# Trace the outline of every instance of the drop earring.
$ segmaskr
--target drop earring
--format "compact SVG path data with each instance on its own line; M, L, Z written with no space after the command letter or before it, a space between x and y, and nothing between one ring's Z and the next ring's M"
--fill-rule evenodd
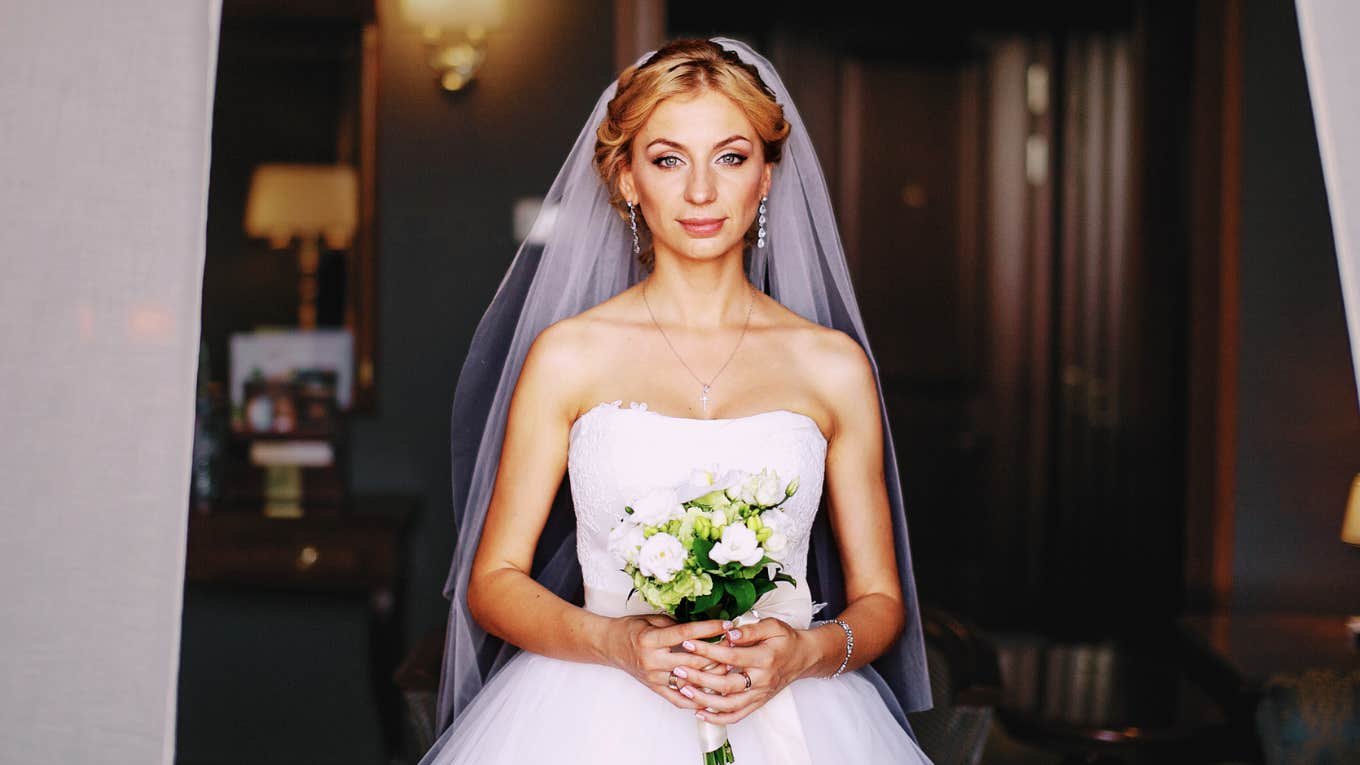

§

— Task to carry out —
Word for word, repeat only the lines from the line containing "SVG path data" through the end of the data, without any pictures.

— Result —
--format "compact SVG path data with each instance on its own line; M, L, Z written with no space after the command letter or before it, a space between x and y, and nothing between one ring's Z and the next ring's M"
--fill-rule evenodd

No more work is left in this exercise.